* **PROBLEM STATEMENT**
Retype every record that follows, character for character.

Dataset records

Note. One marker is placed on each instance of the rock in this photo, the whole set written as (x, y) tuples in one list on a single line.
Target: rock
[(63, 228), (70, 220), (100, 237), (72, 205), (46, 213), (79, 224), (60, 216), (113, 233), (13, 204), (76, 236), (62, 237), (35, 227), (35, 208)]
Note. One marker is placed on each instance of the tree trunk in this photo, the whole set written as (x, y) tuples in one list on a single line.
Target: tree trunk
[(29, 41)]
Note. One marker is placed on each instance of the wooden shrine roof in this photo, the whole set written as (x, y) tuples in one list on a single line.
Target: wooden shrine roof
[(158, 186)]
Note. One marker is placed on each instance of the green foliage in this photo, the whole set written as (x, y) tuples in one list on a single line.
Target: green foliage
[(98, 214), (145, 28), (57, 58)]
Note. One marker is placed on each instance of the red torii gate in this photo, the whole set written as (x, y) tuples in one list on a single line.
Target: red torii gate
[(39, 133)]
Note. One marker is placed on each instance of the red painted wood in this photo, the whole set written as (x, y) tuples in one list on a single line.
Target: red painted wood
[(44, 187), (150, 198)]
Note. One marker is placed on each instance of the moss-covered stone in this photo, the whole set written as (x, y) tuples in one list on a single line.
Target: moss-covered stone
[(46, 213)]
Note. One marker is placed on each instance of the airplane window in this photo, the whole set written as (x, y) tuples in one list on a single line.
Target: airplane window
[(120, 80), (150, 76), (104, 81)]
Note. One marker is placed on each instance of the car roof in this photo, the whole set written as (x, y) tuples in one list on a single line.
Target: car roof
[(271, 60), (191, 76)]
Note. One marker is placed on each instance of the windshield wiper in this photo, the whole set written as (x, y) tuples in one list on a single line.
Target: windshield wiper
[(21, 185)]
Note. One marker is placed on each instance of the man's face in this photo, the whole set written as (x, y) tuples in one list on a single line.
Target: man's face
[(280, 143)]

* **WRITTEN RESPONSE**
Note. One marker is placed on each instance of the rock in this photo, the whole set written as (x, y) tuples in one list on a single line.
Target: rock
[(63, 228), (70, 220), (100, 237), (72, 205), (46, 213), (79, 224), (60, 216), (113, 233), (13, 204), (76, 236), (62, 237), (35, 227), (35, 208)]
Note. One marker is placed on each instance of the tree trunk in this photo, the whole set written as (x, y) tuples in one list on a single line.
Target: tree trunk
[(29, 41)]
Note. One marker is placed on each instance of the wooden shrine roof in this photo, the whole set written as (x, y) tuples in one list on a single line.
Target: wooden shrine roof
[(158, 186)]
Note. One marker is placed on each instance of the green foliage in this photo, the whole set written as (x, y) tuples in one list on a single line.
Target: green foliage
[(98, 214), (145, 28), (57, 58)]
Note. One marker is placed on each instance of the red torii gate in this photo, the whole set written as (x, y) tuples in one list on a single line.
Target: red torii gate
[(39, 133)]
Note. One marker is placed on each instance of the red painted wood in this photo, the whole set written as (x, y) tuples in one list on a single line.
Target: red painted wood
[(44, 187), (150, 198)]
Note. One marker is placed on each instance of the moss-covered stone in this photo, the whole set written as (x, y) tuples in one list on a single line.
Target: moss-covered stone
[(46, 213)]
Note. One marker is placed on each instance of the airplane window in this photo, the whole set written as (x, y) tuples in one list on a single line.
Target: airplane window
[(120, 80), (150, 76), (104, 81)]
Note. One marker is placed on each instance of the car roof in this photo, the whole set written as (x, y) tuples in one list on a single line.
Target: car roof
[(271, 60), (191, 76)]
Note. One marker is placed on each instance of the windshield wiper in this photo, the whole set written as (x, y) tuples in one list on a single line.
Target: windshield wiper
[(21, 185)]
Note. One marker is placed on each instance of the man's face in this photo, the whole set written as (x, y) tuples in one list on a single line.
Target: man's face
[(280, 143)]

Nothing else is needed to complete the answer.